Exercise details
Print exactly, and only, the lines running from the line containing "Target: raiders logo on cap" through the end of the records below.

[Begin Records for this task]

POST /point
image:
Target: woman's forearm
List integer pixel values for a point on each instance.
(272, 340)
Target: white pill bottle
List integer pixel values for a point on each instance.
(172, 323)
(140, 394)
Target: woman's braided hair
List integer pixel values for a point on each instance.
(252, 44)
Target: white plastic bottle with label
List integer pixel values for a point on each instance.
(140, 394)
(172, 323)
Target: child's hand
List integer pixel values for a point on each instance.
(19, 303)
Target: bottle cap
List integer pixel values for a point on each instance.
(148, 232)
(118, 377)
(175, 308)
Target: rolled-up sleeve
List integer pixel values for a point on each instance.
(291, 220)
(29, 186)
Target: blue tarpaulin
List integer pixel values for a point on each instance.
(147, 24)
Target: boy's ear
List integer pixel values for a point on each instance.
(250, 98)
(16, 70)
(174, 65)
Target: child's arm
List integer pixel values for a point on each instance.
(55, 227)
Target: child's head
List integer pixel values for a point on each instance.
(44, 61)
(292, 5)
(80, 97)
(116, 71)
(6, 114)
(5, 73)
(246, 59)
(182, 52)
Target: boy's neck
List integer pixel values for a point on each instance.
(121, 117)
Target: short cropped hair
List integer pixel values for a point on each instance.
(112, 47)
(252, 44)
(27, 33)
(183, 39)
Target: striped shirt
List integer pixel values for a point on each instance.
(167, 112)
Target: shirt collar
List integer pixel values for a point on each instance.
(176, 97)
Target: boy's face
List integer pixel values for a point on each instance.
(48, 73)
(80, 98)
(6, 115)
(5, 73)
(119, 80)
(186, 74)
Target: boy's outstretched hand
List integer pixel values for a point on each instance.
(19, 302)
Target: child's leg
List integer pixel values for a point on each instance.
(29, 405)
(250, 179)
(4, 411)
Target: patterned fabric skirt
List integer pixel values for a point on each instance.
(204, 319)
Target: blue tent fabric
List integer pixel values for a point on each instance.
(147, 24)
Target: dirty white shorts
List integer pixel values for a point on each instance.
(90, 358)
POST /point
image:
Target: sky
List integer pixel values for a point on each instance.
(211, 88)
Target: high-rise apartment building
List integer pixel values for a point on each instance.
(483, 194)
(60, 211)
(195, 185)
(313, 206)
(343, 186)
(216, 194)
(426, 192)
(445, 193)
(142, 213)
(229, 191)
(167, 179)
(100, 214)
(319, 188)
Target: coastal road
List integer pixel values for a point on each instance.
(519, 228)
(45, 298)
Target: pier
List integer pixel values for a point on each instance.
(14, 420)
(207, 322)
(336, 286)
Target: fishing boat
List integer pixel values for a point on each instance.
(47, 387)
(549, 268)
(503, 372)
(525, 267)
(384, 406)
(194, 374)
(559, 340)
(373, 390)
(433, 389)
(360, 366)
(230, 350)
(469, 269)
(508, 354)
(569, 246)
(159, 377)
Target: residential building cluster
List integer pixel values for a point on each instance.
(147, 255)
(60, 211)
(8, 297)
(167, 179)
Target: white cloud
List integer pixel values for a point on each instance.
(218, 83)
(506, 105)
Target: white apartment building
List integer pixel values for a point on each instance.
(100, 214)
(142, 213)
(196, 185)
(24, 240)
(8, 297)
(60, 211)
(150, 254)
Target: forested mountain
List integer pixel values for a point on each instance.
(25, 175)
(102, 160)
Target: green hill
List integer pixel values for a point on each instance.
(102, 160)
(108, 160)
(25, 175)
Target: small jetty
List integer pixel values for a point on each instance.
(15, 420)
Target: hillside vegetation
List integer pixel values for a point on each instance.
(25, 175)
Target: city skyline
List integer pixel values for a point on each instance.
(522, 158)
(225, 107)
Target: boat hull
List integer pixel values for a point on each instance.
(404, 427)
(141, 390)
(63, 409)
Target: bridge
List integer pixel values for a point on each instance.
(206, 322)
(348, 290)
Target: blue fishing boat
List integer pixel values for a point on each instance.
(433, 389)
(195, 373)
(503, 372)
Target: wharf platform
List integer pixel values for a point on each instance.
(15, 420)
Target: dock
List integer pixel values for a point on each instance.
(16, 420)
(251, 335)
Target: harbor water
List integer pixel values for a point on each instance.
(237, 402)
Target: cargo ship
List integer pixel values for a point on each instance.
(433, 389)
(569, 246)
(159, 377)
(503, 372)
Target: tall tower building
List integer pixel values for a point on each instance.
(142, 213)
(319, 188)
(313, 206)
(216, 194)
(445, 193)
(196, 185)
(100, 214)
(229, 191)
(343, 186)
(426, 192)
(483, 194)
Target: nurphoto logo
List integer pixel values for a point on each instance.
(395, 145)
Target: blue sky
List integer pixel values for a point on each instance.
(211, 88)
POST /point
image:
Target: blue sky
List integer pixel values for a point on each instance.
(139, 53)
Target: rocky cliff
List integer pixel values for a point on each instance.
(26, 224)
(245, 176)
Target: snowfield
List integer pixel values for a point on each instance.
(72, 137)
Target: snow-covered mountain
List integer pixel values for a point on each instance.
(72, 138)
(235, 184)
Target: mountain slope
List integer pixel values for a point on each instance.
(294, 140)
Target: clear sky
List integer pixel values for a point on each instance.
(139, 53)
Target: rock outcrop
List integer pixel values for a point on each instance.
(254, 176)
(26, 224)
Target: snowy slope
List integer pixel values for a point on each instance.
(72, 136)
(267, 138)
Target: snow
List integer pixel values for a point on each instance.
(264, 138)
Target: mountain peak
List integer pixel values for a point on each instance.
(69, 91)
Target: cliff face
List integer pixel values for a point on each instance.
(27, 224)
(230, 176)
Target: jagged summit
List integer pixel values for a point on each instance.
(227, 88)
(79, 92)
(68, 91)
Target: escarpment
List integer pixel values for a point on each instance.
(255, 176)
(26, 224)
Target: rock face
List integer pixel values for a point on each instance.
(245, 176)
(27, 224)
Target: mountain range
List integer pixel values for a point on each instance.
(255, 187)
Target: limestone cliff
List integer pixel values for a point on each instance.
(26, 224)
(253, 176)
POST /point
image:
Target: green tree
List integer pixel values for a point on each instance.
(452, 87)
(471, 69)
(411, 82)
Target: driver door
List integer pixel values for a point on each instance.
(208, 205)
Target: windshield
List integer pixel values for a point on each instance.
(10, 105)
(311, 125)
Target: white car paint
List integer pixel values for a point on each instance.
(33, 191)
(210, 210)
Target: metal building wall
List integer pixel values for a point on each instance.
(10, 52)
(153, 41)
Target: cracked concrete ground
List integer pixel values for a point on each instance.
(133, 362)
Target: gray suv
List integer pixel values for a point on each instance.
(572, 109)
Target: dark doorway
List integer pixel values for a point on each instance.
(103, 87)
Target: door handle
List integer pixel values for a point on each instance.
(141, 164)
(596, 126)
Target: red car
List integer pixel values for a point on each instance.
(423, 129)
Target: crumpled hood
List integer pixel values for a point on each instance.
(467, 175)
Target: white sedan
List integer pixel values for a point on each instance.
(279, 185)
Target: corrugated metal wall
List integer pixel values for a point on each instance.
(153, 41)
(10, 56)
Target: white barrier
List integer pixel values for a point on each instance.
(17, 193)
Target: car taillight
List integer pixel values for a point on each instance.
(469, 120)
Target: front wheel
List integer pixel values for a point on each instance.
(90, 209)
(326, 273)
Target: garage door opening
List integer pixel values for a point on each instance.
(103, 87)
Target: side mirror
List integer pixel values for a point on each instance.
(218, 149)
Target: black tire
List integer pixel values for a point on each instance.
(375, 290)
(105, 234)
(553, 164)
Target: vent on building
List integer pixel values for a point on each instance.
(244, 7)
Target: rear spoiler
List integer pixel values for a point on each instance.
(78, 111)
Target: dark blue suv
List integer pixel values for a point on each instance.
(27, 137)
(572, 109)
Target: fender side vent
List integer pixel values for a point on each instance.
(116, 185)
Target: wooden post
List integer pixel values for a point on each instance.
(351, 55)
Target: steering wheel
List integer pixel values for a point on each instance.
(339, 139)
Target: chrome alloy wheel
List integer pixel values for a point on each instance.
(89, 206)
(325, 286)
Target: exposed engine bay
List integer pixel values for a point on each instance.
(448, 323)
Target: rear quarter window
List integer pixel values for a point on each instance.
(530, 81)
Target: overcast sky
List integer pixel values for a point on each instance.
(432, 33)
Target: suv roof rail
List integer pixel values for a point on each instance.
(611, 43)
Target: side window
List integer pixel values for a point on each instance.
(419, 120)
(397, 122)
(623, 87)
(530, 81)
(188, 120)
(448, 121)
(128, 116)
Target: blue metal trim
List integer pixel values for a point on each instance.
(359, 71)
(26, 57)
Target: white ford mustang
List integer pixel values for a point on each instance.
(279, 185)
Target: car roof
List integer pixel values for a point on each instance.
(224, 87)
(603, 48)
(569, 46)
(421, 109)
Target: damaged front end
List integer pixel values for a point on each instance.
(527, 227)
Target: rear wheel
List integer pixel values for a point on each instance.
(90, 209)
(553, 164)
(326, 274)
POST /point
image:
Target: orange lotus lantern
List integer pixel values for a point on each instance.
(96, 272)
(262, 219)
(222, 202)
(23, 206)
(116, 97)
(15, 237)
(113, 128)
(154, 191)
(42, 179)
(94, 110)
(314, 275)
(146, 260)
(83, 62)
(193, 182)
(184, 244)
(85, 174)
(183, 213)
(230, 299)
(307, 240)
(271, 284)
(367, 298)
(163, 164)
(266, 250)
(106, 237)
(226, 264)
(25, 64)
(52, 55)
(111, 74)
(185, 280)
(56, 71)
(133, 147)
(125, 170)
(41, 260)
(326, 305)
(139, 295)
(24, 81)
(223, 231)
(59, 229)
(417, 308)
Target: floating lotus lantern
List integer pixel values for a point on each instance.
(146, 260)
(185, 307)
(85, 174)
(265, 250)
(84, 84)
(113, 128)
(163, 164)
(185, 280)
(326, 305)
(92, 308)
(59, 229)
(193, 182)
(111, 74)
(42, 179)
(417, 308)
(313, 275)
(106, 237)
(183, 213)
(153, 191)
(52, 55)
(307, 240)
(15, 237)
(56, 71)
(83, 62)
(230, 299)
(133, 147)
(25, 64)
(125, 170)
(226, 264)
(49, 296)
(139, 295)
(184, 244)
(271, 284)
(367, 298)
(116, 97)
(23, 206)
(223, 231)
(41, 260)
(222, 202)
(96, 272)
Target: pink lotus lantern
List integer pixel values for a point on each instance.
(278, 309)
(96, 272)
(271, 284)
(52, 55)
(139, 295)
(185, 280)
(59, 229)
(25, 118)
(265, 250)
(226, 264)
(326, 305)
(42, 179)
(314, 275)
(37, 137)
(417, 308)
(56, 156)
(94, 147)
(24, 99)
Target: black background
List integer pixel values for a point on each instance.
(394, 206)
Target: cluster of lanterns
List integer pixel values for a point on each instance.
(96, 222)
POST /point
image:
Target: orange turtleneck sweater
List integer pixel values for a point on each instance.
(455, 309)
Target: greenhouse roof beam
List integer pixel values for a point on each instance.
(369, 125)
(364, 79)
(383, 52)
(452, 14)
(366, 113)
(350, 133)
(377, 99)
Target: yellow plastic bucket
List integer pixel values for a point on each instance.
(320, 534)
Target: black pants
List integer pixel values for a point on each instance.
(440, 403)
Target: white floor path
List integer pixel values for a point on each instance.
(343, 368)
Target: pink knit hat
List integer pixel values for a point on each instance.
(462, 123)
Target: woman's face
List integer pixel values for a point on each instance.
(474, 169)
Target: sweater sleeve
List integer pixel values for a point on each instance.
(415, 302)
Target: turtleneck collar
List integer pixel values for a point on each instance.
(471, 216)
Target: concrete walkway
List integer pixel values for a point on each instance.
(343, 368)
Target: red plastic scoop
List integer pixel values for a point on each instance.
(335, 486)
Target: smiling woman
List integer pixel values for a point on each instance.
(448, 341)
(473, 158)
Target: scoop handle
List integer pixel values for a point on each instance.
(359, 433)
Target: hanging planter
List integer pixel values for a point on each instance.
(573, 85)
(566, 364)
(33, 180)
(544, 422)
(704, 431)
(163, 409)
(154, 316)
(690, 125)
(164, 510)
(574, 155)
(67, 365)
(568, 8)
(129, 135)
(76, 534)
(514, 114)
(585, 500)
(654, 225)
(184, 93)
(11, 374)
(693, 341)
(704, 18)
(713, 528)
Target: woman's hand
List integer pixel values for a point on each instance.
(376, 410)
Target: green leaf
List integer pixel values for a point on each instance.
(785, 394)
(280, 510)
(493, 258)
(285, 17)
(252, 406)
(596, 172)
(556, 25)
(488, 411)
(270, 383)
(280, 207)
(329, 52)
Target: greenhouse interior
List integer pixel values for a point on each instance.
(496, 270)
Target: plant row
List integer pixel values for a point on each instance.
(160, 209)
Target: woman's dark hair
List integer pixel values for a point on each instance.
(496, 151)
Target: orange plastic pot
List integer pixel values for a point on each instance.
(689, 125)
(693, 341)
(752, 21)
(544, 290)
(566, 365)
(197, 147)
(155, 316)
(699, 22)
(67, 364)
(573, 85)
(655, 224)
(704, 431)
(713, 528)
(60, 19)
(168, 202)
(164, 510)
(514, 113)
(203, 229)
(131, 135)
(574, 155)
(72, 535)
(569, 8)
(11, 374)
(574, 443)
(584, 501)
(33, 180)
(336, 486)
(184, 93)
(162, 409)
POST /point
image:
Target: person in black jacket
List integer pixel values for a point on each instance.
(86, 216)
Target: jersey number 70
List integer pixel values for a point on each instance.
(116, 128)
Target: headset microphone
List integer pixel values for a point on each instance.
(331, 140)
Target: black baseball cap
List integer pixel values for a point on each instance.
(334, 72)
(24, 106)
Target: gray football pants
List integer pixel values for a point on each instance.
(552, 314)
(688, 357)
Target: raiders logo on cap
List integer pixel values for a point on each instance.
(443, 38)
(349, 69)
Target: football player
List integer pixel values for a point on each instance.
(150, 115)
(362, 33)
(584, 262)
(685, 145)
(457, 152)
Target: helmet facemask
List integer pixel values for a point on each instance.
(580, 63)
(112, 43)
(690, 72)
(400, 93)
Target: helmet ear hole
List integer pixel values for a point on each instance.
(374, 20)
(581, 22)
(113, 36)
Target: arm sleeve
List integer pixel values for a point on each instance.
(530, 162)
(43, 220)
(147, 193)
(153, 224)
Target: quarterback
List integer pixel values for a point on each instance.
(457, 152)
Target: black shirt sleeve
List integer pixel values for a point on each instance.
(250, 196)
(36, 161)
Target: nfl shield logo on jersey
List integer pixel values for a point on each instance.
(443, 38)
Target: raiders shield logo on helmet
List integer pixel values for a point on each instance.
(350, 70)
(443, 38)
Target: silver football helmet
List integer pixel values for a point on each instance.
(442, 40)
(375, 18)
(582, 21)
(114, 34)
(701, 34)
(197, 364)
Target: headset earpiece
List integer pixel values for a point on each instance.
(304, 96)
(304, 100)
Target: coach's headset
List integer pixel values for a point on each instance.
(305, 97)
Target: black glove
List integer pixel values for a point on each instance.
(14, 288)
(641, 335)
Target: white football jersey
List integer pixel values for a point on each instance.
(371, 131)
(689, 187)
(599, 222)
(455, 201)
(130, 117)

[End Records for this task]

Finished exercise
Target: raiders logo on cap
List integer pixel values for a point on each instance.
(443, 38)
(349, 69)
Target: football player
List integer pixel values for a point on each instance.
(150, 115)
(362, 33)
(584, 262)
(685, 145)
(457, 152)
Target: helmet facemask
List integer pixel values for a point on each instance.
(580, 63)
(112, 43)
(690, 72)
(400, 93)
Target: helmet ear hole
List integer pixel values for a point on each instance.
(374, 20)
(581, 22)
(113, 36)
Target: arm sleeve
List integer pixel values for a point on each instance.
(530, 162)
(43, 220)
(147, 193)
(153, 224)
Target: quarterback
List integer pixel values for a point on each instance.
(457, 152)
Target: black shirt sleeve
List integer pixel values for a point on each instance.
(250, 196)
(36, 161)
Target: nfl shield logo on jersey
List integer pixel values for a point on each instance.
(443, 38)
Target: raiders shield logo on helmet
List integer pixel values for a point on each instance.
(350, 70)
(443, 38)
Target: silver football helmet
List integer pixel values for a point on each instance.
(442, 40)
(375, 18)
(582, 21)
(114, 34)
(701, 34)
(197, 364)
Target: headset earpiece
List integer pixel values for a point on each instance.
(304, 96)
(304, 100)
Target: coach's headset
List integer pixel values for a point on each instance.
(305, 97)
Target: black glove
List integer pixel values for a point on each instance.
(14, 288)
(641, 335)
Target: white football jersey
List integer pixel values for a point on each instance.
(371, 131)
(689, 187)
(599, 222)
(455, 201)
(130, 117)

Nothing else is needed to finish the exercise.